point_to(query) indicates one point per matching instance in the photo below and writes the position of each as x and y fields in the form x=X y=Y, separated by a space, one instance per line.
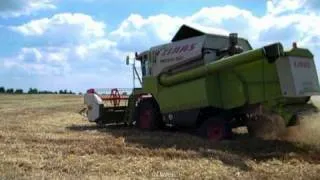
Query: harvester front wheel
x=267 y=126
x=148 y=116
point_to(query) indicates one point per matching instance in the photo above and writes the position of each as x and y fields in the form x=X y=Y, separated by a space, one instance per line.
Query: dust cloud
x=308 y=132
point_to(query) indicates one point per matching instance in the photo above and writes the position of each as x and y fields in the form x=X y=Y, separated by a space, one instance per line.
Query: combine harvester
x=213 y=83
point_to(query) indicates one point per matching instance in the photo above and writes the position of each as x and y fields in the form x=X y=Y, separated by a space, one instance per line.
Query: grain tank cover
x=186 y=32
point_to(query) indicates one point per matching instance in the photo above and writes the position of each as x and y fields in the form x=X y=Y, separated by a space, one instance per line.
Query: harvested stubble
x=42 y=136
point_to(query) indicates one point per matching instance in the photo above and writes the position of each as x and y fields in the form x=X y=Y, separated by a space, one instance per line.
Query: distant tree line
x=3 y=90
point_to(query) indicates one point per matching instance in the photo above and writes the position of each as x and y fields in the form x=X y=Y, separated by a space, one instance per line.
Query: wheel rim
x=214 y=132
x=145 y=119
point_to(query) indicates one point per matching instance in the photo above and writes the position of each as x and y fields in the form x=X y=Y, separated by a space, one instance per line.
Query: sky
x=82 y=44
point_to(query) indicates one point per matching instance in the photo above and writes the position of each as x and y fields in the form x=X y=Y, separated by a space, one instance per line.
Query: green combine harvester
x=211 y=84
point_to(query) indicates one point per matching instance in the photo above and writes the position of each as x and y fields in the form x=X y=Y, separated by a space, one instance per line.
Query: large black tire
x=215 y=129
x=269 y=126
x=148 y=116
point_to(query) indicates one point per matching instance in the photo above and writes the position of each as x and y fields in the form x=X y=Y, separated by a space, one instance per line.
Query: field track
x=44 y=137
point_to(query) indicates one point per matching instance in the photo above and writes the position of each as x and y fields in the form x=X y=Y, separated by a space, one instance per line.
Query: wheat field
x=44 y=137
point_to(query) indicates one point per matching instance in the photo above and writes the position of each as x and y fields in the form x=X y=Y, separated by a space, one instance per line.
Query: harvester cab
x=214 y=83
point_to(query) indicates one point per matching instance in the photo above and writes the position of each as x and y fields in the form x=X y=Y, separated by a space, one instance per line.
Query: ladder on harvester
x=128 y=117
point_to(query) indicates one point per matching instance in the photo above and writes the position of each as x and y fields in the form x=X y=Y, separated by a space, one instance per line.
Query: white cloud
x=63 y=28
x=14 y=8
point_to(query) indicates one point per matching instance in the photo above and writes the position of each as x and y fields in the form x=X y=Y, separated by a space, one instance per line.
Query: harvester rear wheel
x=215 y=129
x=148 y=116
x=266 y=126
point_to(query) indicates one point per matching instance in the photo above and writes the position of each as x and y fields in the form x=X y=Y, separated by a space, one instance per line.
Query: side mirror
x=233 y=38
x=127 y=60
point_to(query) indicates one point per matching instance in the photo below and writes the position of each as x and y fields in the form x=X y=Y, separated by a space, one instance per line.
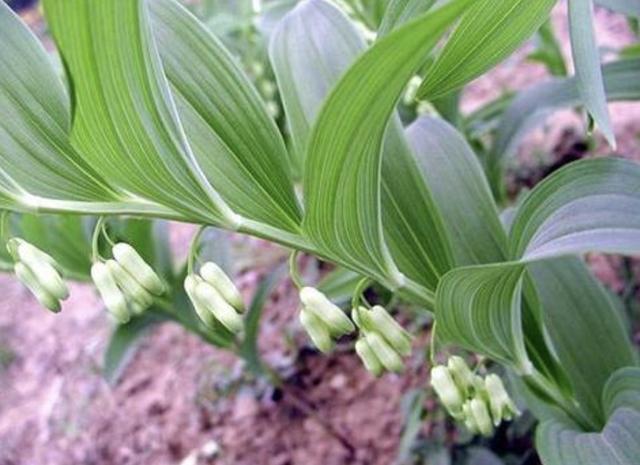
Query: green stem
x=95 y=240
x=294 y=271
x=194 y=248
x=358 y=293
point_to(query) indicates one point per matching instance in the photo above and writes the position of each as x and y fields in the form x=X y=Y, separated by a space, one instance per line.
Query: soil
x=181 y=401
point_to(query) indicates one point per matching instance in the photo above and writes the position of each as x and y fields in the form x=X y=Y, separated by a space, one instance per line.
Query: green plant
x=158 y=120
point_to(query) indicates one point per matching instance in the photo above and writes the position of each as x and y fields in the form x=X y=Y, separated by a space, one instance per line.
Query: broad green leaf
x=342 y=172
x=586 y=206
x=234 y=140
x=479 y=309
x=533 y=105
x=489 y=32
x=622 y=390
x=129 y=130
x=39 y=168
x=415 y=236
x=311 y=48
x=123 y=343
x=455 y=177
x=586 y=59
x=627 y=7
x=574 y=303
x=561 y=443
x=399 y=12
x=339 y=285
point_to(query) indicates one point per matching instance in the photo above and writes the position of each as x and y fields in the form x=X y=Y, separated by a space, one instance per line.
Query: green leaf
x=399 y=12
x=560 y=443
x=415 y=237
x=339 y=285
x=533 y=105
x=584 y=207
x=39 y=168
x=455 y=177
x=307 y=65
x=586 y=58
x=622 y=390
x=626 y=7
x=123 y=344
x=235 y=142
x=129 y=131
x=574 y=303
x=479 y=309
x=342 y=173
x=489 y=32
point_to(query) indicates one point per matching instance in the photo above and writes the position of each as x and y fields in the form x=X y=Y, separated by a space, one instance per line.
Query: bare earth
x=56 y=409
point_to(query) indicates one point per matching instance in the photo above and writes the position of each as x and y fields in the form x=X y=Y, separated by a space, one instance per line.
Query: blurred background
x=164 y=396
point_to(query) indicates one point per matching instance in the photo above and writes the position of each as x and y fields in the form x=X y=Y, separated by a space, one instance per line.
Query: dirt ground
x=169 y=406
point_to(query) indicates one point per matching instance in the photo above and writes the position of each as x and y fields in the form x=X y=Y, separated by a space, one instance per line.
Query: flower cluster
x=481 y=403
x=323 y=321
x=383 y=342
x=39 y=272
x=126 y=283
x=215 y=298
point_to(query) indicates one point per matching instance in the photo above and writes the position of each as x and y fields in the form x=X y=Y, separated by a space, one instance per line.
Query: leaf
x=399 y=12
x=415 y=237
x=235 y=142
x=39 y=168
x=123 y=344
x=479 y=309
x=249 y=350
x=307 y=65
x=626 y=7
x=622 y=390
x=458 y=184
x=533 y=105
x=129 y=131
x=559 y=443
x=342 y=173
x=586 y=58
x=339 y=285
x=490 y=31
x=586 y=206
x=574 y=303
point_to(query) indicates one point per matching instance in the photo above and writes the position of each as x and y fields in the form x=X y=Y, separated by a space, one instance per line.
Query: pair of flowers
x=382 y=342
x=480 y=403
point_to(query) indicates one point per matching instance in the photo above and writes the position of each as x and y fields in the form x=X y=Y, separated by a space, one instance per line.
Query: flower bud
x=133 y=263
x=317 y=303
x=467 y=418
x=481 y=417
x=43 y=270
x=388 y=357
x=215 y=276
x=502 y=407
x=205 y=315
x=131 y=288
x=211 y=300
x=389 y=328
x=447 y=390
x=26 y=277
x=461 y=373
x=112 y=296
x=317 y=331
x=368 y=357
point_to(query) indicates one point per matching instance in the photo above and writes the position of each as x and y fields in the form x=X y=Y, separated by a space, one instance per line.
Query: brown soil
x=169 y=407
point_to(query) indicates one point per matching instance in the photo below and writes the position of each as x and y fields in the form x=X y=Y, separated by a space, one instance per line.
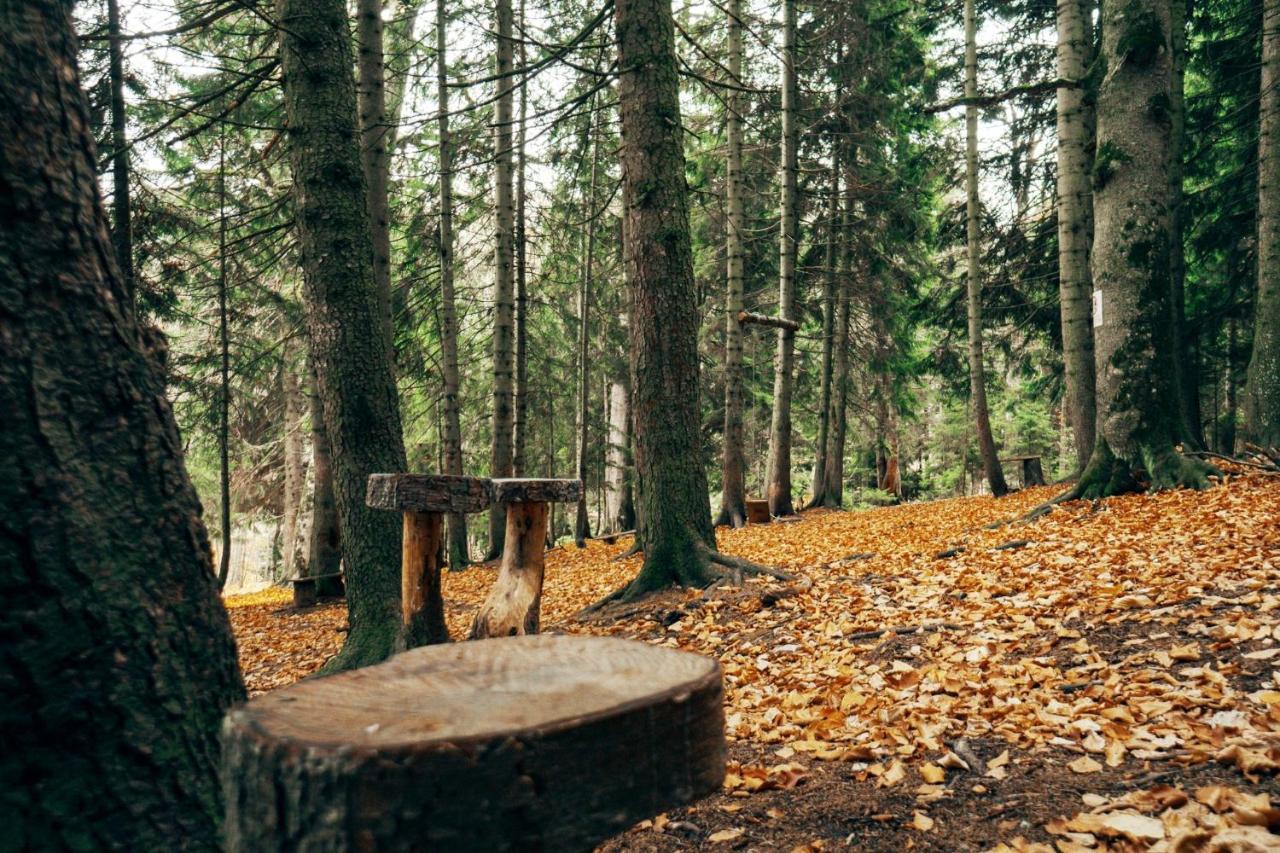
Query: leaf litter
x=1019 y=698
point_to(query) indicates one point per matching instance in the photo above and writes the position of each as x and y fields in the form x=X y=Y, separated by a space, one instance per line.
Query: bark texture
x=1137 y=400
x=734 y=464
x=778 y=489
x=675 y=524
x=1074 y=226
x=1262 y=388
x=118 y=658
x=501 y=461
x=458 y=553
x=530 y=743
x=348 y=340
x=973 y=279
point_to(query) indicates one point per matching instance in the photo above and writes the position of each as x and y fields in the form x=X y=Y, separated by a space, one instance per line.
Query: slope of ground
x=1100 y=676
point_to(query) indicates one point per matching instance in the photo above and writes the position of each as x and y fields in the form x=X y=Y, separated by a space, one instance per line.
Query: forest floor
x=1106 y=676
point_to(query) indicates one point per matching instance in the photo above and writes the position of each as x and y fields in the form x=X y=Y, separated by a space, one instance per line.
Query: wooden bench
x=1032 y=471
x=424 y=500
x=758 y=511
x=306 y=591
x=513 y=602
x=551 y=743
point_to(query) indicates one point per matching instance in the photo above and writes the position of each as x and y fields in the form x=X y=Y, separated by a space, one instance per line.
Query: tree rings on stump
x=525 y=743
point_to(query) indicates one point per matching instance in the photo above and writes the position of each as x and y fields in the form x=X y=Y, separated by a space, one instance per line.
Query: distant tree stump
x=549 y=743
x=424 y=500
x=513 y=603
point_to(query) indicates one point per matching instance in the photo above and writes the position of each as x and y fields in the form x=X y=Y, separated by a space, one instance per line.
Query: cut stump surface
x=522 y=743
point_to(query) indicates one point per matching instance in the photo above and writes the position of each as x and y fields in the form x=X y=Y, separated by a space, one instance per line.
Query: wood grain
x=524 y=743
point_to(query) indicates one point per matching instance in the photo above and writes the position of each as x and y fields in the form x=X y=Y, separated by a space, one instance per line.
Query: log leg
x=516 y=597
x=421 y=601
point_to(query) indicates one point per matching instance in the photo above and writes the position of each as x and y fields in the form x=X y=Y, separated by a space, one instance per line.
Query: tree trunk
x=520 y=422
x=828 y=341
x=1137 y=401
x=122 y=223
x=973 y=283
x=118 y=657
x=1185 y=381
x=1262 y=387
x=324 y=553
x=224 y=382
x=673 y=514
x=295 y=471
x=457 y=541
x=1074 y=226
x=501 y=451
x=780 y=429
x=734 y=474
x=348 y=337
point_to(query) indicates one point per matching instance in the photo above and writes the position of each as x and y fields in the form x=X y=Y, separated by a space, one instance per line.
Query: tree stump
x=512 y=606
x=549 y=743
x=424 y=500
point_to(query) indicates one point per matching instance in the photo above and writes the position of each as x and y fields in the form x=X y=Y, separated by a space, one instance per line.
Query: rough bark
x=503 y=297
x=118 y=657
x=828 y=341
x=675 y=524
x=1262 y=387
x=348 y=338
x=122 y=206
x=511 y=744
x=778 y=487
x=1137 y=402
x=458 y=555
x=324 y=552
x=973 y=279
x=734 y=465
x=1074 y=226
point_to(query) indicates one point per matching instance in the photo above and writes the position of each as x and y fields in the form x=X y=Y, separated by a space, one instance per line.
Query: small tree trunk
x=1262 y=388
x=458 y=552
x=780 y=429
x=1074 y=227
x=673 y=514
x=118 y=657
x=324 y=553
x=122 y=223
x=348 y=336
x=977 y=369
x=734 y=469
x=503 y=414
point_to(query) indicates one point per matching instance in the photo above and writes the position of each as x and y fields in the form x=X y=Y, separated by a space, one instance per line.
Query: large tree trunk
x=350 y=341
x=118 y=658
x=520 y=419
x=324 y=552
x=780 y=429
x=828 y=340
x=973 y=283
x=457 y=547
x=122 y=211
x=1137 y=401
x=503 y=297
x=1262 y=388
x=673 y=514
x=1074 y=224
x=295 y=470
x=583 y=524
x=734 y=469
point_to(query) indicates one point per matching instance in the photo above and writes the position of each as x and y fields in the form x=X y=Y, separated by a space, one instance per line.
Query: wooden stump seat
x=758 y=511
x=424 y=500
x=513 y=602
x=529 y=743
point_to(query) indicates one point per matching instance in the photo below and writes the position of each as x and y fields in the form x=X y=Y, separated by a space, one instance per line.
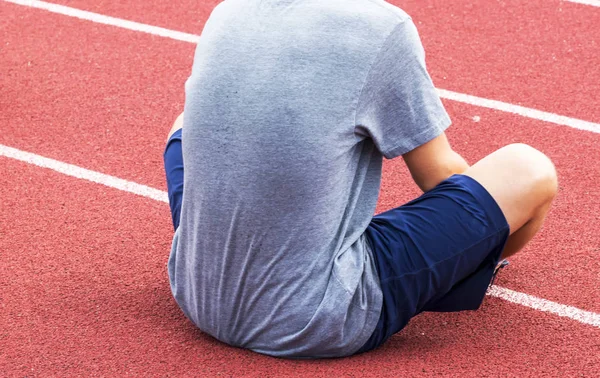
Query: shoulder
x=389 y=10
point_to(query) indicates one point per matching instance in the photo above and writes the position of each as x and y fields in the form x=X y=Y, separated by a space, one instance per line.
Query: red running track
x=107 y=96
x=77 y=304
x=540 y=54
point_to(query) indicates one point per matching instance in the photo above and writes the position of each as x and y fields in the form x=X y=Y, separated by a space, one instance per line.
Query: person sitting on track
x=273 y=173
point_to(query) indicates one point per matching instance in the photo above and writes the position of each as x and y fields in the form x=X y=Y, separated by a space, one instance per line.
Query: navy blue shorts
x=435 y=253
x=173 y=158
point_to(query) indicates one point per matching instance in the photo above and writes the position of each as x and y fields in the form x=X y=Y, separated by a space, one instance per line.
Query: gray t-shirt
x=289 y=109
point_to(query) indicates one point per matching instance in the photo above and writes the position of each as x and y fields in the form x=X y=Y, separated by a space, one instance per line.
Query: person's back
x=290 y=108
x=279 y=185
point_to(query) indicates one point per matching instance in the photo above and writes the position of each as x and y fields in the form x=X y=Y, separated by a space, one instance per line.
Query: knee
x=534 y=167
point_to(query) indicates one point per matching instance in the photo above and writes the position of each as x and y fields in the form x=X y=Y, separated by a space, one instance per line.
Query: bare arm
x=433 y=162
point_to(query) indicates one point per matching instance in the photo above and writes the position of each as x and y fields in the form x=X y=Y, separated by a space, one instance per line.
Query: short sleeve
x=399 y=107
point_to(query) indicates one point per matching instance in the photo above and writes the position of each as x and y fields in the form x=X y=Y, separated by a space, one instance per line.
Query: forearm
x=453 y=164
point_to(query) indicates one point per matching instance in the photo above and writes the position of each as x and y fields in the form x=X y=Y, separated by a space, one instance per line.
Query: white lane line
x=180 y=36
x=521 y=110
x=594 y=3
x=582 y=316
x=522 y=299
x=85 y=174
x=107 y=20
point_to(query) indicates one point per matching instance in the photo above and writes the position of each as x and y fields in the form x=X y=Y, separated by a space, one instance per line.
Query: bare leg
x=523 y=182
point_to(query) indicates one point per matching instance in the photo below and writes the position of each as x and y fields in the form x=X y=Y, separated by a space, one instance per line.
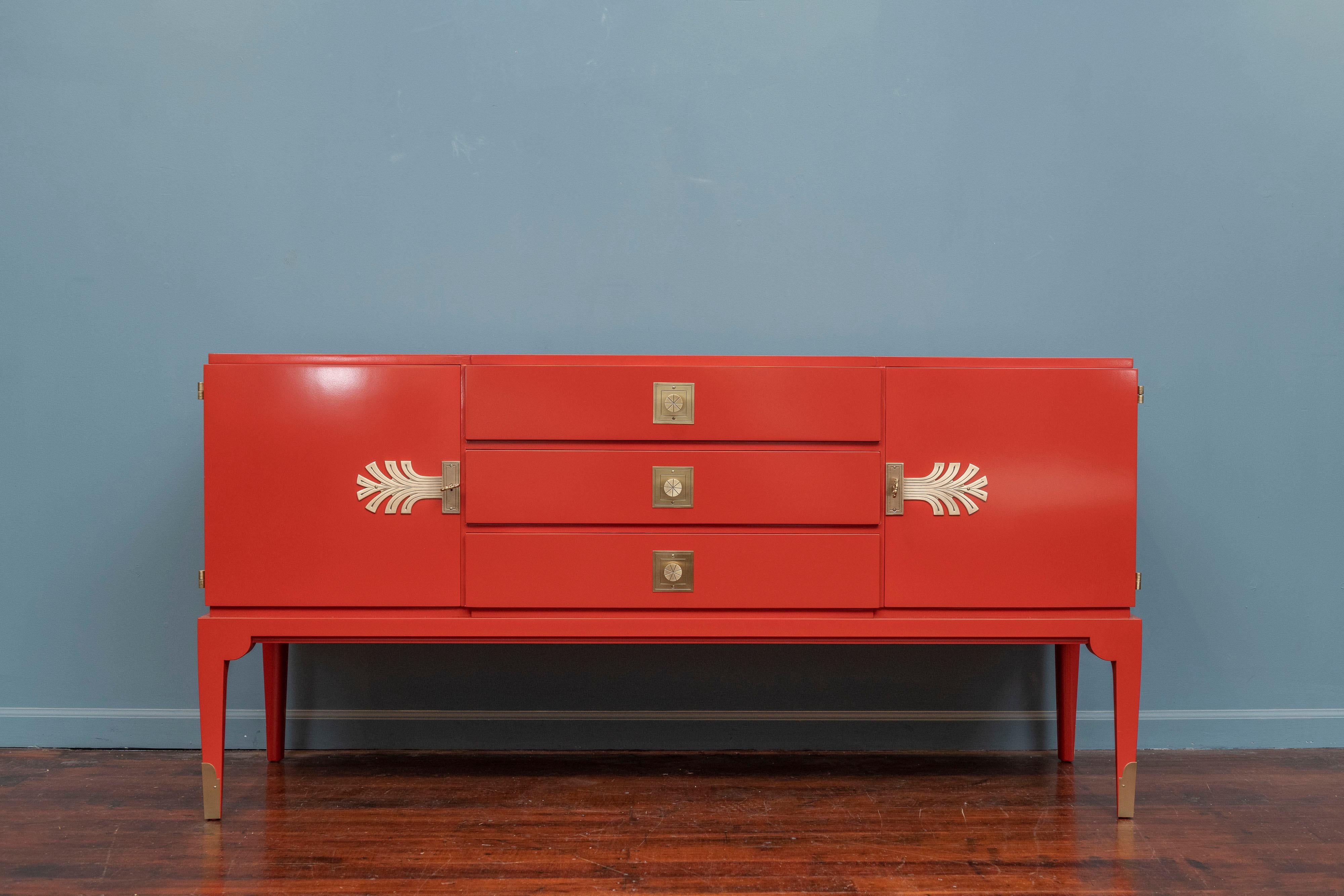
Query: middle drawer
x=657 y=487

# Task instructions
Count the lines in the rows above that contain the word "person", and give only the number.

# Written solution
2